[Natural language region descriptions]
################
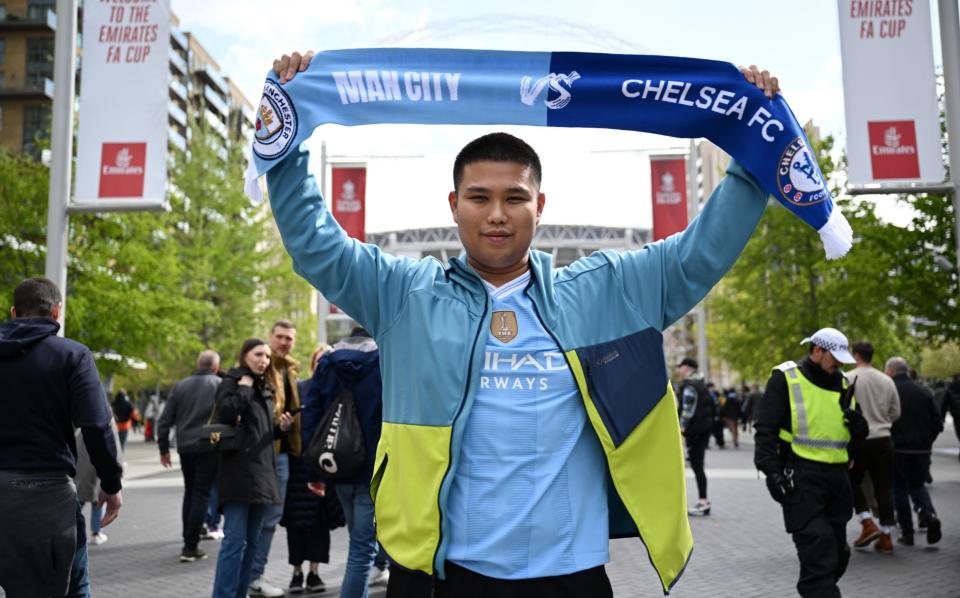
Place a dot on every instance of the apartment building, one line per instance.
(198, 88)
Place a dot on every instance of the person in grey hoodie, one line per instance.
(189, 408)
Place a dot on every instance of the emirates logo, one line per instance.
(891, 138)
(123, 158)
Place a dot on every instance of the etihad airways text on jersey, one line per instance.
(384, 86)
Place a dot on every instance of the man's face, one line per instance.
(282, 340)
(497, 209)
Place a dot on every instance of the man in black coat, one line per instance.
(913, 435)
(51, 386)
(188, 409)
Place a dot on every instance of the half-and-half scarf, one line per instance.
(678, 97)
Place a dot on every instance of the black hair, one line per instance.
(497, 147)
(246, 347)
(36, 297)
(864, 350)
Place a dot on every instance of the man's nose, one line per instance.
(497, 214)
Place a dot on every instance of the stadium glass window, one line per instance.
################
(What is needed)
Nothing in the records should be changed in the copy, but the pictures must be left out.

(Task answer)
Place a dot on every instance of the apartment building, one line per instance.
(198, 88)
Place a dot on every instance of the person in grey hoodie, one line per instance.
(189, 408)
Place a dot on every instance of the emirates logo, one line per instance.
(891, 138)
(123, 158)
Place a dot on every instance of the etihad airways text on jersey, one line per instance.
(384, 86)
Place a dot on every instance of the man's face, one line per instance.
(282, 340)
(497, 209)
Place a dot on every instance of the man in black coat, one line per instance.
(913, 435)
(51, 386)
(188, 409)
Place a dot on every instance of the half-and-half scarf, one line per instance.
(678, 97)
Place a dot on every instance of the black hair, one line per instance.
(497, 147)
(246, 347)
(36, 297)
(864, 350)
Place a dot on every instance of the man's nose, one line per instance.
(497, 214)
Place a dot on every instance of the stadium glass window, one line per instance.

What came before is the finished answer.